*Potongan Dokumen:*
Mohon tunggu...
Ricko Blues
Ricko Blues Mohon Tunggu... Freelancer - above us only sky

Sebab mundur adalah pengkhianatan

Selanjutnya

Tutup

Kebijakan Artikel Utama

Krisis Res Publica Indonesia

22 November 2020   22:46 Diperbarui: 25 November 2020   16:12 699
+
Laporkan Konten
Laporkan Akun
Kompasiana adalah platform blog. Konten ini menjadi tanggung jawab bloger dan tidak mewakili pandangan redaksi Kompas.
Lihat foto
ilustrasi Mencari kecocokan kebebasan di Indonesia. (sumber: KOMPAS/TOTO S)

"Jika hal ini terus dibiarkan dan tidak ada lagi batas-batas yang jelas antara dua medan berbeda ini maka sesunguhnya benih-benih totalitarianisme itu terus tumbuh. Mungkin dengan varian yang berbeda."

Di Indonesia, kita sudah terbiasa melihat urusan-urusan agama masuk terlalu jauh ke dalam ruang publik. Negara republik yang seharusnya tak boleh punya identitas justru jadi instrumen yang tidak bisa konsisten dalam dirinya sendiri. 

Berulang-ulang kali, ranah privat itu 'merusak' tatanan publik. Teranyar kemarin, sebagaimana laporan Tirto (RUU Minol: Kutip Kitab Suci, Riset tak Dalam, Rentan Kriminalisasi, 13 November 2020) dalam pembahasan RUU Larangan Minuman Beralkohol, para pengusul di lembaga DPR dalam pemaparannya justru memasukkan kutipan ayat kitab suci sebagai salah satu landasan minuman alkohol urgen untuk dilarang. 

Ini tentu juga mencederai pluralisme Indonesia. Bukan hanya agama sebenarnya, urusan ekonomi dan urusan ranjang sekalipun juga acapkali secara sewenang-wenang diintervensi jauh ke dalam ruang publik. 

Negara seyogyanya harus menjamin bahwa yang privat tidak boleh mengganggu ruang publik. Tapi yang terjadi sebaliknya, sebagai contoh, bukannya merancang aturan yang melarang warga tidak boleh mengemudi dalam keadaan mabuk, legislatif toh justru melarang minum minuman beralkohol. Dasarnya kitab suci pula.

Masih banyak contoh jika mau dirunut sebenarnya. Namun, garis besarnya yakni masuknya ranah privat ke dalam ruang publik bisa jadi merupakan sumber hiruk pikuk persoalan yang selama ini terjadi. 

Bahayanya adalah jika hal ini terus dibiarkan dan tidak ada lagi batas-batas yang jelas antara dua medan berbeda ini maka sesunguhnya benih-benih totalitarianisme itu terus tumbuh. Mungkin dengan varian yang berbeda.

*Latihan 1:* Salin kata demi kata bagian artikel tentang krisis res publica Indonesia yang dimulai dengan "Berulang-ulang kali, ranah" dan berlanjut sampai "diintervensi jauh ke dalam ruang publik.".
*Latihan 2:* Dalam artikel tentang krisis res publica Indonesia, apa yang dimasukkan para pengusul di DPR sebagai salah satu landasan untuk melarang minuman beralkohol?

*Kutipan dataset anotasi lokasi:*
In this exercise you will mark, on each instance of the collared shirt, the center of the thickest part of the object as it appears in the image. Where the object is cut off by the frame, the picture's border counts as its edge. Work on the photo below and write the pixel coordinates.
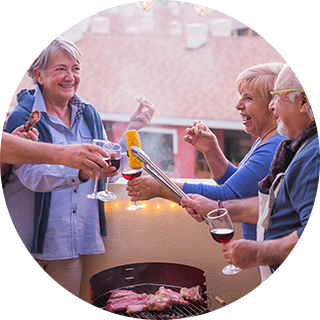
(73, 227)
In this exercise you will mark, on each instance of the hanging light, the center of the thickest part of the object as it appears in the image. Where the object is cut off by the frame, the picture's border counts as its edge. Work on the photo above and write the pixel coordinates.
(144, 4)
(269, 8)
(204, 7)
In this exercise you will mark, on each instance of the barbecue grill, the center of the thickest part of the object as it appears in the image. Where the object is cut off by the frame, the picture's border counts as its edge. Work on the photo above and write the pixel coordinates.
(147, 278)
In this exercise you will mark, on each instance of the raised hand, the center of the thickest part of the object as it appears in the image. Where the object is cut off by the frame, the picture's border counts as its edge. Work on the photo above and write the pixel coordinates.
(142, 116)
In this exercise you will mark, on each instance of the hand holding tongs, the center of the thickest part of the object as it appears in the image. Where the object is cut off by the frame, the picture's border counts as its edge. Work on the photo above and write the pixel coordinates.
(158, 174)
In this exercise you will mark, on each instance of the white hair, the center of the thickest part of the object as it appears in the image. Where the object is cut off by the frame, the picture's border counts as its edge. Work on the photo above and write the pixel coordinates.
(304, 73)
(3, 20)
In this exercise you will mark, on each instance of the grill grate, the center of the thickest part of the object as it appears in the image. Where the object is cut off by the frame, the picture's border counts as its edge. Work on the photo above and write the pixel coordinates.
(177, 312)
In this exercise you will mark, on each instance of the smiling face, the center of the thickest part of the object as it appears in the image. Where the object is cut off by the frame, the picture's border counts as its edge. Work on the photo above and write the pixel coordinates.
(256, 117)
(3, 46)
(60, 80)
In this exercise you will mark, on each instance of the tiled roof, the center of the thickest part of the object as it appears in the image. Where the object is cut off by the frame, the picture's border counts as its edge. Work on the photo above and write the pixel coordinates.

*Jawaban Tugas 1:*
Berulang-ulang kali, ranah privat itu 'merusak' tatanan publik. Teranyar kemarin, sebagaimana laporan Tirto (RUU Minol: Kutip Kitab Suci, Riset tak Dalam, Rentan Kriminalisasi, 13 November 2020) dalam pembahasan RUU Larangan Minuman Beralkohol, para pengusul di lembaga DPR dalam pemaparannya justru memasukkan kutipan ayat kitab suci sebagai salah satu landasan minuman alkohol urgen untuk dilarang. 

Ini tentu juga mencederai pluralisme Indonesia. Bukan hanya agama sebenarnya, urusan ekonomi dan urusan ranjang sekalipun juga acapkali secara sewenang-wenang diintervensi jauh ke dalam ruang publik.

*Jawaban Tugas 2:* Kutipan ayat kitab suci.